### [To do]
Please reproduce, word for word, the lines of the listing below, starting at the line that contains "Where can the white cloud" and ending at the line that contains "pixel 1174 375", with both of those lines included.

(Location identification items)

__________

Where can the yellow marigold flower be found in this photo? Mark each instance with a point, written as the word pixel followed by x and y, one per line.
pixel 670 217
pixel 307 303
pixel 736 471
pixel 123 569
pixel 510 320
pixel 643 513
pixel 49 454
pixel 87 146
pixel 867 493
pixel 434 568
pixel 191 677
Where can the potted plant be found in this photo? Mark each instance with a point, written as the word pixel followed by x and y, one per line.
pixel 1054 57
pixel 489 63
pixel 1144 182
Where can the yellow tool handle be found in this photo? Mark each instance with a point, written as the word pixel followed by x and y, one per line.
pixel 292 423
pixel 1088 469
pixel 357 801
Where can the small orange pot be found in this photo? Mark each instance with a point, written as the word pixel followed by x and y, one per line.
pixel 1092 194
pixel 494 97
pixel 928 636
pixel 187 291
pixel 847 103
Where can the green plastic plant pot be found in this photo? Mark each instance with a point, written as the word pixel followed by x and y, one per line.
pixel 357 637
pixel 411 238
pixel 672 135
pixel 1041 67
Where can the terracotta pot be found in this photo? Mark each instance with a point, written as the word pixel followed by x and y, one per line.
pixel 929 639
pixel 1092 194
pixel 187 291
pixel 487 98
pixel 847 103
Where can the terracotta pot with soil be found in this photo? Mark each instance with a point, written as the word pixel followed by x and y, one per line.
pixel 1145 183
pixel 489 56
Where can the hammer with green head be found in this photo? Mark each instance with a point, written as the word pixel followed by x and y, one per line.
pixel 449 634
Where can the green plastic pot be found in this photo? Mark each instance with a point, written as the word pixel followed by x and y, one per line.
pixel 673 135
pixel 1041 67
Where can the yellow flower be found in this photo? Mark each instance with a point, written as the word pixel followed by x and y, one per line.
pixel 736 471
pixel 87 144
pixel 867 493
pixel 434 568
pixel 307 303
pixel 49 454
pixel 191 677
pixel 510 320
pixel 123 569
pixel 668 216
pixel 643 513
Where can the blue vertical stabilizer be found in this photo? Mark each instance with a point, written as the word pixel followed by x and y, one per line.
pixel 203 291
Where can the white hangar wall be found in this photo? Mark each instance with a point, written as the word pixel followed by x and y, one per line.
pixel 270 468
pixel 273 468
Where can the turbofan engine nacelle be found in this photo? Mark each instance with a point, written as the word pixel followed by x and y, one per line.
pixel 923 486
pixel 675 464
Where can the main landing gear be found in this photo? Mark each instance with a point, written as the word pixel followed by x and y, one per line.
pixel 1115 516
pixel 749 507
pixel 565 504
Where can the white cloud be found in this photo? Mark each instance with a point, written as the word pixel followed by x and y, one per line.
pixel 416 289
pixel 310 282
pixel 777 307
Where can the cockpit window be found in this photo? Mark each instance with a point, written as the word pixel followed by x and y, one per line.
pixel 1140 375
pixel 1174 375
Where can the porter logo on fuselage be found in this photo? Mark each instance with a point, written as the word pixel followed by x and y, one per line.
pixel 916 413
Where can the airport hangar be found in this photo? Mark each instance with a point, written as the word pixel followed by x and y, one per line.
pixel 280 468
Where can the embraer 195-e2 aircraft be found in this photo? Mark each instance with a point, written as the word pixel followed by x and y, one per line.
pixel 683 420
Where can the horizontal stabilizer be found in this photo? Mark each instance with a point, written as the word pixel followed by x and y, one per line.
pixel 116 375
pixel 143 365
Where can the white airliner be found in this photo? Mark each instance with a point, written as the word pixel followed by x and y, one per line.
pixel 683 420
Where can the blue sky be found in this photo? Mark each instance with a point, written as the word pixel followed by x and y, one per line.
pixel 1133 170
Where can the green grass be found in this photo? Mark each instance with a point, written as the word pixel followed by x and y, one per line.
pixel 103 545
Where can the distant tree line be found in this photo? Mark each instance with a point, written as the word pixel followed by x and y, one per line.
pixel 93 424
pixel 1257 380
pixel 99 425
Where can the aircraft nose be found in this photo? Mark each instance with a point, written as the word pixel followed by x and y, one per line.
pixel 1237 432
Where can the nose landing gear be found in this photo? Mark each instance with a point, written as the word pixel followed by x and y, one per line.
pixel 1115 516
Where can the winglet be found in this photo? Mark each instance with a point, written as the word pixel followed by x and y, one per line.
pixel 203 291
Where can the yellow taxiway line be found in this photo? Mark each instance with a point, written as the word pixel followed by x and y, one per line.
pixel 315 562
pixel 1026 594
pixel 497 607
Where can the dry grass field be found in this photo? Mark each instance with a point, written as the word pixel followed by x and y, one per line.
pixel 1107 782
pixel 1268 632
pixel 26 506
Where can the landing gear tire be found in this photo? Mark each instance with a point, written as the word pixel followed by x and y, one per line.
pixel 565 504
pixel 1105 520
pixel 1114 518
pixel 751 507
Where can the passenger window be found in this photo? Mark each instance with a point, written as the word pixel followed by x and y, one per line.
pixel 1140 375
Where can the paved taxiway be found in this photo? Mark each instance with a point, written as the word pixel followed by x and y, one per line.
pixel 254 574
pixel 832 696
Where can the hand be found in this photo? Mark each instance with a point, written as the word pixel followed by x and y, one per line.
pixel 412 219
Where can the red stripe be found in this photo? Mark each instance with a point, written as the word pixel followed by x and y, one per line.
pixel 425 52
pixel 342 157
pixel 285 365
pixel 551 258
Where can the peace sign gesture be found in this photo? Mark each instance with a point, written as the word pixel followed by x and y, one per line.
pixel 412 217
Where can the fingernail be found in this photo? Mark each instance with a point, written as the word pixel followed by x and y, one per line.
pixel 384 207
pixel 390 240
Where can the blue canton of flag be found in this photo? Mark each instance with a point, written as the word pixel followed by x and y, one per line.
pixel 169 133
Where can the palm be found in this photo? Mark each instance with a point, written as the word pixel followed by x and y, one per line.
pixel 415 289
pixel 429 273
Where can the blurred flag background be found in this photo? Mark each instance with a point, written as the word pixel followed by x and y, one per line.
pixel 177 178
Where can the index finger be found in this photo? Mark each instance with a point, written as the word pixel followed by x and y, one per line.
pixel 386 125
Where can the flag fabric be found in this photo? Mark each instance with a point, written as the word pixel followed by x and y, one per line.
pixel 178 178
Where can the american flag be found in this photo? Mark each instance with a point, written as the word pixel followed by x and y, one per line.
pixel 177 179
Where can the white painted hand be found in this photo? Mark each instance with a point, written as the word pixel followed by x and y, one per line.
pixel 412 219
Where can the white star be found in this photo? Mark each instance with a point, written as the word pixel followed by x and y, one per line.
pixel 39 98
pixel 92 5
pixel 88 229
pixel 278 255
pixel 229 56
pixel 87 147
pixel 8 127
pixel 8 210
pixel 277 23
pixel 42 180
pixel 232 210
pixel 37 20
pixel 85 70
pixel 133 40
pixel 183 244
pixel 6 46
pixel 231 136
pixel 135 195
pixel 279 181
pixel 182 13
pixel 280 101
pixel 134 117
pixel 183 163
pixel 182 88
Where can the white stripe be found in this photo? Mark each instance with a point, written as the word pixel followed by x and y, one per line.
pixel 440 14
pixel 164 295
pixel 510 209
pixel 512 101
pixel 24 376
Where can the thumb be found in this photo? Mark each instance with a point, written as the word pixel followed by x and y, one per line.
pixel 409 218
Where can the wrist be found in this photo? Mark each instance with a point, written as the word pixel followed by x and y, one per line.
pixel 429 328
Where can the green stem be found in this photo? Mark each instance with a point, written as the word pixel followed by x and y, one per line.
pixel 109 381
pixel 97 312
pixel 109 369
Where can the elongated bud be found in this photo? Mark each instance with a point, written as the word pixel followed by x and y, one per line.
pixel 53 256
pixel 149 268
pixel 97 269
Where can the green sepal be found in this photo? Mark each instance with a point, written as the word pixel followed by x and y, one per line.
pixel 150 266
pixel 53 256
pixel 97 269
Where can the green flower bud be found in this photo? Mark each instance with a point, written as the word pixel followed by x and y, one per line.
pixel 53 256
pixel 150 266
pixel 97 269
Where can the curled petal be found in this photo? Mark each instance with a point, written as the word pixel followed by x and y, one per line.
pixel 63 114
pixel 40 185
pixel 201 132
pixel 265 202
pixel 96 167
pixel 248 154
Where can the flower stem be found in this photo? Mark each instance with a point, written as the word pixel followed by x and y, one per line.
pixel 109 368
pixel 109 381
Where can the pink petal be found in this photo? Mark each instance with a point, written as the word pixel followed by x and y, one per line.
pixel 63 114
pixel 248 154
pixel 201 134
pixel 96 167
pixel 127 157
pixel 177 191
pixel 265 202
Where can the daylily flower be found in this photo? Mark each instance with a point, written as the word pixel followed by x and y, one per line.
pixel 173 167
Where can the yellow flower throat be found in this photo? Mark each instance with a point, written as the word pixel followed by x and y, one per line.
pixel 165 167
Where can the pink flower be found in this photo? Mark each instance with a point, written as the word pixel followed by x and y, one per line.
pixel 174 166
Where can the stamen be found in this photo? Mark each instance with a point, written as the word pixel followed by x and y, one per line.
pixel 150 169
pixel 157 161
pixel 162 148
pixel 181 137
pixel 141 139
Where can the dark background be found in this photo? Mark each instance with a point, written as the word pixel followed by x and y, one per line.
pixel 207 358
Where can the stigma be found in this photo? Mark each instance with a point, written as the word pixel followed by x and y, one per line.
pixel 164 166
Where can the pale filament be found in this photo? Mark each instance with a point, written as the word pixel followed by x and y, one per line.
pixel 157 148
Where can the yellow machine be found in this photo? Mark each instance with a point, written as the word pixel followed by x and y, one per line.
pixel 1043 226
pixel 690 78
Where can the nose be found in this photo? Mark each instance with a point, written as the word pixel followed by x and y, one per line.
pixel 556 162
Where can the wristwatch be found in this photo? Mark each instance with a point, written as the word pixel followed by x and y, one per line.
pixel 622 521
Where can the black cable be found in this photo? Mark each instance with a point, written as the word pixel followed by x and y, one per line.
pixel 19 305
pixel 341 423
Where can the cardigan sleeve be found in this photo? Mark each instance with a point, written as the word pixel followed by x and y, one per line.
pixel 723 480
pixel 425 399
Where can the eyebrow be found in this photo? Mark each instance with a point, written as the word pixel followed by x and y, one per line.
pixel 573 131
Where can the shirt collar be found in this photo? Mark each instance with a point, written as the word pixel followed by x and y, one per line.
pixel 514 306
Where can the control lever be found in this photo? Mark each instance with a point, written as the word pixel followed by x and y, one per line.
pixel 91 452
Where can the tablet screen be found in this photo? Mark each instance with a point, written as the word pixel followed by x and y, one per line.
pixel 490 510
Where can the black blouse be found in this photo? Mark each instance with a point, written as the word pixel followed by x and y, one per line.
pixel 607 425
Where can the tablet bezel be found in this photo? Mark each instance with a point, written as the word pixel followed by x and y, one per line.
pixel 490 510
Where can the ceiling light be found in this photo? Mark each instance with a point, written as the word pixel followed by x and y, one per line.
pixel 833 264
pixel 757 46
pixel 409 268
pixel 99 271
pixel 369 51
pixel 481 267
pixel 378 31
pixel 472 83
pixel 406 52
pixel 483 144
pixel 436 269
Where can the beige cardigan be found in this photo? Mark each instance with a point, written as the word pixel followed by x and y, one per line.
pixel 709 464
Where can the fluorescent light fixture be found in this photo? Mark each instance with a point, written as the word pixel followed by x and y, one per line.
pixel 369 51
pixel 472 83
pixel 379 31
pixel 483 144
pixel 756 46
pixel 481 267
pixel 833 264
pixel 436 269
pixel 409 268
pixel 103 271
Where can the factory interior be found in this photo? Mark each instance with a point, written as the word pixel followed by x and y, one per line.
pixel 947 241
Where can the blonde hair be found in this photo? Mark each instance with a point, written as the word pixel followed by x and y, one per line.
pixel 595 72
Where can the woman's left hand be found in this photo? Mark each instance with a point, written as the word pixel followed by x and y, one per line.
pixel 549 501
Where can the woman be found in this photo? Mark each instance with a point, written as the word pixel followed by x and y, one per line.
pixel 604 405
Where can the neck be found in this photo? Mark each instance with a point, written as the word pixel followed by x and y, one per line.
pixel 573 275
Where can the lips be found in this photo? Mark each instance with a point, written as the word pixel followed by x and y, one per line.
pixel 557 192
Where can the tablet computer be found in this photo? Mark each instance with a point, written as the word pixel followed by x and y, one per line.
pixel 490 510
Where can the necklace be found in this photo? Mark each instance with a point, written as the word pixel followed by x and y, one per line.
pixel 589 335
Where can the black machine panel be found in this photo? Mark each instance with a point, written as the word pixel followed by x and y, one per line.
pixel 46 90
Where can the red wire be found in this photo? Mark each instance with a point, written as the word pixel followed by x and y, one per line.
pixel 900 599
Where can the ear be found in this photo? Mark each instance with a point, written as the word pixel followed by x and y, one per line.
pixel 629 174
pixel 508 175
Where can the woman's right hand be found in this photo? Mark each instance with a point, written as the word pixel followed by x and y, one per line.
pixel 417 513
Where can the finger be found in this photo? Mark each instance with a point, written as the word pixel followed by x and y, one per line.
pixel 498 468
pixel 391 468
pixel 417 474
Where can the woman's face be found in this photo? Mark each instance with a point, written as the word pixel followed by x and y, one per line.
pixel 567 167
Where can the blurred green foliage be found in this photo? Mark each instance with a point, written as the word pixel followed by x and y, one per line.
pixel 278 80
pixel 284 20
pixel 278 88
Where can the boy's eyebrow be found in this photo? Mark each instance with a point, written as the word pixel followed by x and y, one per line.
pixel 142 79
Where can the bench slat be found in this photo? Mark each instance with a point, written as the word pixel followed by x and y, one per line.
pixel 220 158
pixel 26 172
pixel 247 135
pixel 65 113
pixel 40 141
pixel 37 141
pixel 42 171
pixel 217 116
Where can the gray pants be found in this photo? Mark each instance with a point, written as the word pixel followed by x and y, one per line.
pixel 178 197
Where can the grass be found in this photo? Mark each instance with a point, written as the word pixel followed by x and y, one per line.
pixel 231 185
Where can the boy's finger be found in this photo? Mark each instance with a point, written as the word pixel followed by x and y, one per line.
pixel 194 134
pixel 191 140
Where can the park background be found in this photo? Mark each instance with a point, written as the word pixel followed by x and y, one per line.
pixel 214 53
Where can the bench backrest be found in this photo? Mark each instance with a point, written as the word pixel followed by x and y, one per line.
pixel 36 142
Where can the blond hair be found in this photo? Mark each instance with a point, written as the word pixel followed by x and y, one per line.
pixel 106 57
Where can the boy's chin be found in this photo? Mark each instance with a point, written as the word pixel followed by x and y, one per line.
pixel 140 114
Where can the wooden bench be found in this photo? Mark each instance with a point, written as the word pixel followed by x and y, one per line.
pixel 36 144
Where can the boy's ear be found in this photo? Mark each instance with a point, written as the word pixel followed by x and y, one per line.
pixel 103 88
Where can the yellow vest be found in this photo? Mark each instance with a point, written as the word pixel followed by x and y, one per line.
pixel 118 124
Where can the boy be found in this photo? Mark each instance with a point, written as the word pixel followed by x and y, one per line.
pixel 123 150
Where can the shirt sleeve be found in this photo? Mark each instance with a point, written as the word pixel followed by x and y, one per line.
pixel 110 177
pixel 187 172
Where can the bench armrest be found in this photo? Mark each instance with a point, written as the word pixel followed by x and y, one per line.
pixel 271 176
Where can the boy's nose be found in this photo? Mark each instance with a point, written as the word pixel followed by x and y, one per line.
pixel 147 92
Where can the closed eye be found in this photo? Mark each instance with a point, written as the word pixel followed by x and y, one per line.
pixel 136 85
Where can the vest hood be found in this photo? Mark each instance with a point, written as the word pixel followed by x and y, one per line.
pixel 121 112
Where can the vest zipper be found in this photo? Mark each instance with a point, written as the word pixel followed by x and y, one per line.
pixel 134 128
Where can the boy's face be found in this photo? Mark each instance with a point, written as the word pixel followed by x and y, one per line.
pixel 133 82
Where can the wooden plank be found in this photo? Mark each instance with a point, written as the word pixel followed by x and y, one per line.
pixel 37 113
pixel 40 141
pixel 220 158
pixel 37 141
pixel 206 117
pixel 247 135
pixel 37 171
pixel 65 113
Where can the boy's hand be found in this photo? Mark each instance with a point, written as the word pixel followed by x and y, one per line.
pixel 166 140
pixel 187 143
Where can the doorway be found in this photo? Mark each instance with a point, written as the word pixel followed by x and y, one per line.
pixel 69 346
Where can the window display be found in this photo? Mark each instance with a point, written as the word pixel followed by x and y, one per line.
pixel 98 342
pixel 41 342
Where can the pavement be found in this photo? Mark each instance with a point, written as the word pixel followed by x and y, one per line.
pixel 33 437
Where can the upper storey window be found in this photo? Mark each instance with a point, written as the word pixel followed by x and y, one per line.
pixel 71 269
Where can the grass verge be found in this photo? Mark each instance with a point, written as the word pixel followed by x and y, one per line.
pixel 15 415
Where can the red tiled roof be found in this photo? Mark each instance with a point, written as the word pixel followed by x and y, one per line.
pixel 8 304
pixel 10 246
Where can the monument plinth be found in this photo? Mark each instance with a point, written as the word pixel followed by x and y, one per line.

__________

### [Solution to this exercise]
Where can the white cloud be found in this photo? Mark each instance with a point, written as the word pixel followed by x and y, one per line.
pixel 416 289
pixel 310 282
pixel 777 307
Where can the cockpit window be found in this photo? Mark each instance with a point, written as the word pixel followed by x and y, one per line.
pixel 1140 375
pixel 1174 375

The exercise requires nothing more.